Reproduce only the lines from the line containing "GET /detect?query=dark green foliage" to the end of the entries below, including both of those lines.

▸ Material for the task:
╔══
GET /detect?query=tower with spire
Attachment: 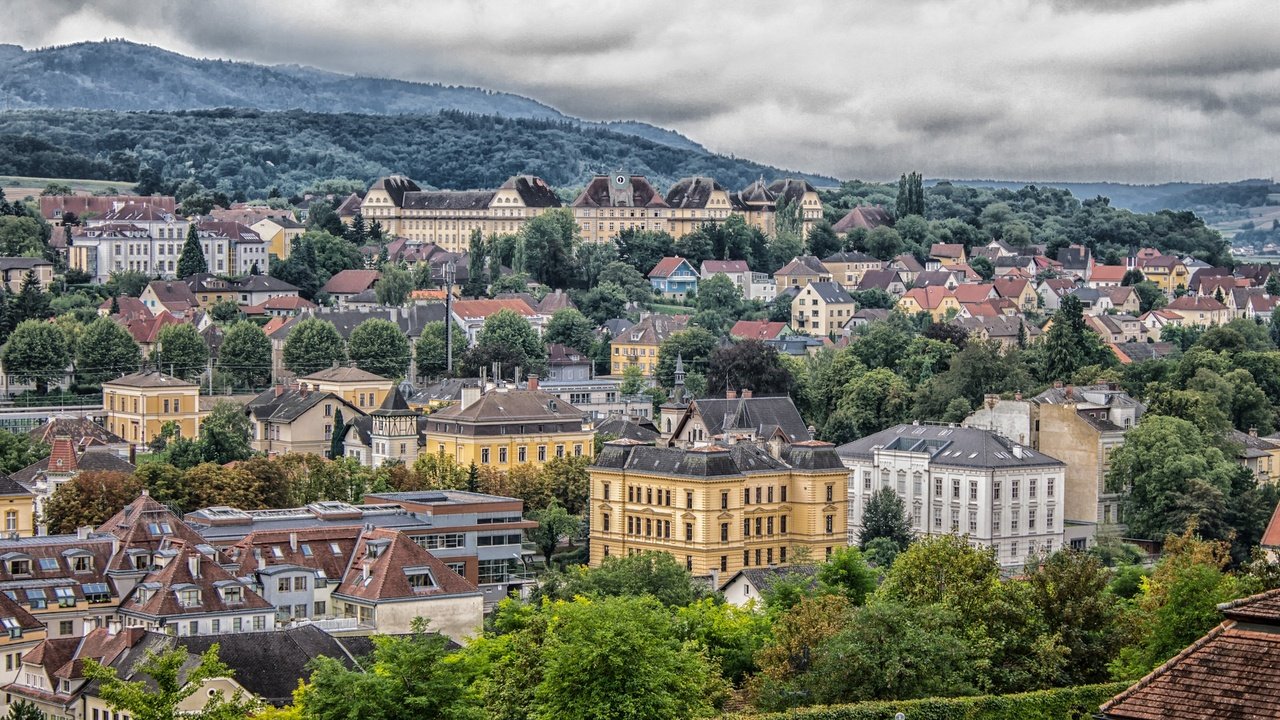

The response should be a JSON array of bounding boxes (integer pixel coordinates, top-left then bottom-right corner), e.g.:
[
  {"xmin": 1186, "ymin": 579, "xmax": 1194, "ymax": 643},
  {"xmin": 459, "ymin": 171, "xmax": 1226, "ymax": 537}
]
[
  {"xmin": 658, "ymin": 353, "xmax": 690, "ymax": 445},
  {"xmin": 369, "ymin": 386, "xmax": 420, "ymax": 467}
]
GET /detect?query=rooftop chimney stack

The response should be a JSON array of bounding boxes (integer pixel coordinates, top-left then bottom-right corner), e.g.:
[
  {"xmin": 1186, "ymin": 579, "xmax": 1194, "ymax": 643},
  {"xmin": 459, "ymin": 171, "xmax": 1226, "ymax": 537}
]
[
  {"xmin": 726, "ymin": 389, "xmax": 737, "ymax": 400},
  {"xmin": 742, "ymin": 389, "xmax": 753, "ymax": 399},
  {"xmin": 527, "ymin": 374, "xmax": 539, "ymax": 391},
  {"xmin": 187, "ymin": 553, "xmax": 200, "ymax": 579}
]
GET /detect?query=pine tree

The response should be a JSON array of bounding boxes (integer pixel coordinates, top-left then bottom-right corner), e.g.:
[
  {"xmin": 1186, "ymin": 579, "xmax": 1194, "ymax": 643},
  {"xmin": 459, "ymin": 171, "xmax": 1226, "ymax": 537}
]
[
  {"xmin": 330, "ymin": 408, "xmax": 345, "ymax": 459},
  {"xmin": 248, "ymin": 261, "xmax": 260, "ymax": 276},
  {"xmin": 346, "ymin": 212, "xmax": 368, "ymax": 246},
  {"xmin": 177, "ymin": 225, "xmax": 208, "ymax": 278},
  {"xmin": 14, "ymin": 270, "xmax": 50, "ymax": 322},
  {"xmin": 1266, "ymin": 273, "xmax": 1280, "ymax": 297}
]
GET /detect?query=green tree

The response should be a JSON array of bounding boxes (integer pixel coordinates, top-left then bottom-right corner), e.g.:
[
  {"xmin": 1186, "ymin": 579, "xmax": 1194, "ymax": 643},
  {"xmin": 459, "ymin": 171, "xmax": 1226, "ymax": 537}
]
[
  {"xmin": 106, "ymin": 269, "xmax": 150, "ymax": 297},
  {"xmin": 155, "ymin": 323, "xmax": 209, "ymax": 381},
  {"xmin": 858, "ymin": 486, "xmax": 914, "ymax": 550},
  {"xmin": 705, "ymin": 339, "xmax": 795, "ymax": 398},
  {"xmin": 1035, "ymin": 294, "xmax": 1112, "ymax": 382},
  {"xmin": 655, "ymin": 327, "xmax": 717, "ymax": 388},
  {"xmin": 750, "ymin": 594, "xmax": 854, "ymax": 709},
  {"xmin": 177, "ymin": 225, "xmax": 208, "ymax": 278},
  {"xmin": 864, "ymin": 226, "xmax": 904, "ymax": 260},
  {"xmin": 527, "ymin": 501, "xmax": 581, "ymax": 565},
  {"xmin": 823, "ymin": 368, "xmax": 911, "ymax": 444},
  {"xmin": 1, "ymin": 319, "xmax": 69, "ymax": 394},
  {"xmin": 817, "ymin": 546, "xmax": 877, "ymax": 605},
  {"xmin": 282, "ymin": 318, "xmax": 347, "ymax": 376},
  {"xmin": 4, "ymin": 699, "xmax": 43, "ymax": 720},
  {"xmin": 74, "ymin": 316, "xmax": 141, "ymax": 387},
  {"xmin": 576, "ymin": 281, "xmax": 630, "ymax": 325},
  {"xmin": 328, "ymin": 408, "xmax": 346, "ymax": 460},
  {"xmin": 13, "ymin": 270, "xmax": 50, "ymax": 322},
  {"xmin": 597, "ymin": 261, "xmax": 652, "ymax": 302},
  {"xmin": 44, "ymin": 470, "xmax": 142, "ymax": 534},
  {"xmin": 464, "ymin": 229, "xmax": 488, "ymax": 296},
  {"xmin": 84, "ymin": 643, "xmax": 258, "ymax": 720},
  {"xmin": 896, "ymin": 171, "xmax": 925, "ymax": 217},
  {"xmin": 208, "ymin": 299, "xmax": 241, "ymax": 323},
  {"xmin": 674, "ymin": 596, "xmax": 771, "ymax": 684},
  {"xmin": 533, "ymin": 596, "xmax": 725, "ymax": 719},
  {"xmin": 0, "ymin": 429, "xmax": 48, "ymax": 474},
  {"xmin": 300, "ymin": 619, "xmax": 473, "ymax": 720},
  {"xmin": 540, "ymin": 551, "xmax": 708, "ymax": 608},
  {"xmin": 1025, "ymin": 550, "xmax": 1126, "ymax": 685},
  {"xmin": 520, "ymin": 208, "xmax": 578, "ymax": 288},
  {"xmin": 216, "ymin": 321, "xmax": 272, "ymax": 390},
  {"xmin": 375, "ymin": 264, "xmax": 413, "ymax": 306},
  {"xmin": 198, "ymin": 400, "xmax": 253, "ymax": 465},
  {"xmin": 878, "ymin": 534, "xmax": 1001, "ymax": 619},
  {"xmin": 615, "ymin": 228, "xmax": 675, "ymax": 276},
  {"xmin": 543, "ymin": 308, "xmax": 595, "ymax": 354},
  {"xmin": 969, "ymin": 255, "xmax": 995, "ymax": 280},
  {"xmin": 696, "ymin": 273, "xmax": 743, "ymax": 318},
  {"xmin": 619, "ymin": 363, "xmax": 645, "ymax": 395},
  {"xmin": 348, "ymin": 318, "xmax": 410, "ymax": 380},
  {"xmin": 413, "ymin": 320, "xmax": 467, "ymax": 379},
  {"xmin": 463, "ymin": 309, "xmax": 546, "ymax": 380}
]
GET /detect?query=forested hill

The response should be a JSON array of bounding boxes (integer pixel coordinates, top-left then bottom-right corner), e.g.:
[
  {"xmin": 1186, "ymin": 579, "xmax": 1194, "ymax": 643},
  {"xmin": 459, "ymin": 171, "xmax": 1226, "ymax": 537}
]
[
  {"xmin": 0, "ymin": 108, "xmax": 830, "ymax": 198},
  {"xmin": 0, "ymin": 39, "xmax": 707, "ymax": 153}
]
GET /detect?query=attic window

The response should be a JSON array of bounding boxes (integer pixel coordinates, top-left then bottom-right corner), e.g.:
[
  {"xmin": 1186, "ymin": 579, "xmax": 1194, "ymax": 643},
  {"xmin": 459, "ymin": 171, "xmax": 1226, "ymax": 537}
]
[
  {"xmin": 221, "ymin": 586, "xmax": 244, "ymax": 603},
  {"xmin": 272, "ymin": 546, "xmax": 285, "ymax": 559},
  {"xmin": 38, "ymin": 557, "xmax": 59, "ymax": 571},
  {"xmin": 330, "ymin": 542, "xmax": 342, "ymax": 554},
  {"xmin": 405, "ymin": 570, "xmax": 437, "ymax": 591},
  {"xmin": 0, "ymin": 616, "xmax": 20, "ymax": 638},
  {"xmin": 300, "ymin": 544, "xmax": 313, "ymax": 558},
  {"xmin": 177, "ymin": 588, "xmax": 201, "ymax": 607}
]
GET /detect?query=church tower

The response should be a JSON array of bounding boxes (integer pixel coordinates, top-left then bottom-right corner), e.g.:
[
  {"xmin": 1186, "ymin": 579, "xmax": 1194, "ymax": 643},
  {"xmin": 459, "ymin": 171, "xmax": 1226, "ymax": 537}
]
[
  {"xmin": 658, "ymin": 354, "xmax": 688, "ymax": 446},
  {"xmin": 370, "ymin": 387, "xmax": 420, "ymax": 467}
]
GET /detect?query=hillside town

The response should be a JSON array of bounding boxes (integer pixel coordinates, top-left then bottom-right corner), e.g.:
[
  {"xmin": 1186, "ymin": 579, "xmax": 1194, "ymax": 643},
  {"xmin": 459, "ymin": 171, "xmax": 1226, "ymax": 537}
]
[{"xmin": 0, "ymin": 163, "xmax": 1278, "ymax": 720}]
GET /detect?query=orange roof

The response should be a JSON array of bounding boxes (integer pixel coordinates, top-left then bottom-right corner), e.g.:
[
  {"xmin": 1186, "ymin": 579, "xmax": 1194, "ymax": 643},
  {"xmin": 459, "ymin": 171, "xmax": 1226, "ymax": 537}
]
[
  {"xmin": 902, "ymin": 285, "xmax": 954, "ymax": 310},
  {"xmin": 451, "ymin": 298, "xmax": 536, "ymax": 319},
  {"xmin": 47, "ymin": 437, "xmax": 77, "ymax": 473},
  {"xmin": 729, "ymin": 320, "xmax": 788, "ymax": 340},
  {"xmin": 262, "ymin": 316, "xmax": 288, "ymax": 335},
  {"xmin": 993, "ymin": 278, "xmax": 1030, "ymax": 298},
  {"xmin": 951, "ymin": 283, "xmax": 995, "ymax": 303},
  {"xmin": 409, "ymin": 289, "xmax": 449, "ymax": 301},
  {"xmin": 1090, "ymin": 265, "xmax": 1128, "ymax": 282},
  {"xmin": 1263, "ymin": 501, "xmax": 1280, "ymax": 548},
  {"xmin": 123, "ymin": 311, "xmax": 183, "ymax": 344},
  {"xmin": 648, "ymin": 256, "xmax": 694, "ymax": 278}
]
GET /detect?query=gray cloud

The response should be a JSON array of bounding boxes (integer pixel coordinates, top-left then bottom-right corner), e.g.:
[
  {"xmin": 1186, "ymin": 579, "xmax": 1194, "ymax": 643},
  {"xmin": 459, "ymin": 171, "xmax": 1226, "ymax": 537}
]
[{"xmin": 2, "ymin": 0, "xmax": 1278, "ymax": 183}]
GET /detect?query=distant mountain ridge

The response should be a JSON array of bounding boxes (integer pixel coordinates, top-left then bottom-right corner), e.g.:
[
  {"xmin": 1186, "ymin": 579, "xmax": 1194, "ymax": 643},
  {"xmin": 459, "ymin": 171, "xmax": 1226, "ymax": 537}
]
[{"xmin": 0, "ymin": 39, "xmax": 716, "ymax": 153}]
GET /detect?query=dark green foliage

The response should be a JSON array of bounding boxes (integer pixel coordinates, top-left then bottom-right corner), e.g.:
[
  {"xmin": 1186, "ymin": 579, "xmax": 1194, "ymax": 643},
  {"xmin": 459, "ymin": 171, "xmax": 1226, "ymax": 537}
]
╚══
▸ Task result:
GET /detect?query=dark green foliage

The response should be a JSON array of bounding boxes (integer pixel coordinates, top-left then bottom-right corner), e.g.:
[
  {"xmin": 1186, "ymin": 579, "xmax": 1194, "ymax": 643},
  {"xmin": 459, "ymin": 171, "xmax": 1226, "ymax": 537}
]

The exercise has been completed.